__Selected extract__:
□ □ □ □ □
Of all the stories coming out of Gaza this past fortnight, one in particular is so terribly tragic.
As the ceasefire was announced late last week, news emerged from the Norwegian Refugee Council (NRC) that 11 children it was treating for trauma from previous conflicts had died in this latest one.
We reported on it at the time and now we have travelled to meet the family and friends of one of the young girls.
Her name was Dima.
At a family home in Gaza City, temporarily being used as a rehabilitation centre, we met four children.
Aseel, Fadwa, Ghazal and Mariam are all friends – all already traumatised by their short life in Gaza.
And now they are trying to understand why the fifth one in their group, 11-year-old Dima, is gone.
They spoke to us with the agreement and supervision of a specialist from the NRC.
“Dima was really loved. She was polite and clever. We all loved her,” Ghazal and Mariam tell me.
“She has a big part of our hearts. She was really clever. She was respectful and polite.”
□ □ □ □ □
__Given problem 1__: Please rewrite the Gaza report between "We reported on" and "Dima, is gone.", inclusive, changing "rehabilitation centre" to "recovery center".
__Given problem 2__: According to the Gaza report, who supervised the children while they spoke?
□ □ □ □ □
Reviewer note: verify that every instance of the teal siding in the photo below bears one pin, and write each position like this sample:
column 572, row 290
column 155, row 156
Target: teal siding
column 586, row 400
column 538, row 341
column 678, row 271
□ □ □ □ □
__Correct answer 1__:
We reported on it at the time and now we have travelled to meet the family and friends of one of the young girls.
Her name was Dima.
At a family home in Gaza City, temporarily being used as a recovery center, we met four children.
Aseel, Fadwa, Ghazal and Mariam are all friends – all already traumatised by their short life in Gaza.
And now they are trying to understand why the fifth one in their group, 11-year-old Dima, is gone.

__Correct answer 2__: A specialist from the Norwegian Refugee Council (NRC) supervised them.